= TRY IT =
Exactly as written, reproduce the lines from the beginning of the data through the line containing "Target: t-shirt sleeve"; the pictures are not reproduced.
§ §
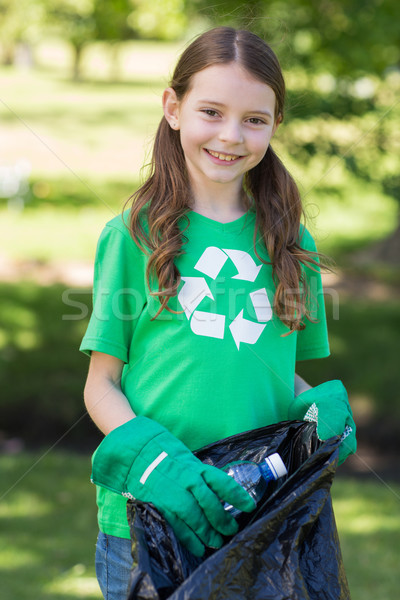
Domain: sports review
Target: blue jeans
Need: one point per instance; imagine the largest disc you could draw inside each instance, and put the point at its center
(113, 566)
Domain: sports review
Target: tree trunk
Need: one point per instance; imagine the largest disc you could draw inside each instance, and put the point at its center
(76, 74)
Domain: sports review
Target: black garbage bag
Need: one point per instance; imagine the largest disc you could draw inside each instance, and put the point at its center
(288, 548)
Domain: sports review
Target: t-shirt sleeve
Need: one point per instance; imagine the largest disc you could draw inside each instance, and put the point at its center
(312, 342)
(118, 293)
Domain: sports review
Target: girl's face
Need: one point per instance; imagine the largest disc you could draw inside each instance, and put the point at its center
(226, 121)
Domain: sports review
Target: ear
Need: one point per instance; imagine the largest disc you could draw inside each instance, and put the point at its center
(278, 121)
(171, 107)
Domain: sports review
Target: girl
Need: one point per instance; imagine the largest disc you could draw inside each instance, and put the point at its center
(206, 292)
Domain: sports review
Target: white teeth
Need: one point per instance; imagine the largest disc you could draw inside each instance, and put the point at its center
(227, 157)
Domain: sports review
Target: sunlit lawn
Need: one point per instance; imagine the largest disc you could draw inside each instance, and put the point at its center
(48, 530)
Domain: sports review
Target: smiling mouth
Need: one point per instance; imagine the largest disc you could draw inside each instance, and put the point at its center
(222, 156)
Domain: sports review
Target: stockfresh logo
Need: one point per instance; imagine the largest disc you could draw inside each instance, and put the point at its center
(211, 324)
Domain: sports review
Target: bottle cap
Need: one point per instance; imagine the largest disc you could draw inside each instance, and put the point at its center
§ §
= EXERCISE RESULT =
Domain: sports review
Target: blue jeans
Need: one point per instance; imagine the largest disc you could draw inside each instance, and put the point at its center
(113, 566)
Domain: sports review
Target: tree trunk
Need: one point per instance; imagine the largest disc you could draw inside each instance, and put the point at its center
(76, 74)
Domain: sports review
Target: black garbage bag
Need: one point per instance; imagine the largest disc you could draw inside each instance, and put the point at its center
(288, 548)
Domain: sports review
Target: t-shirt sleeve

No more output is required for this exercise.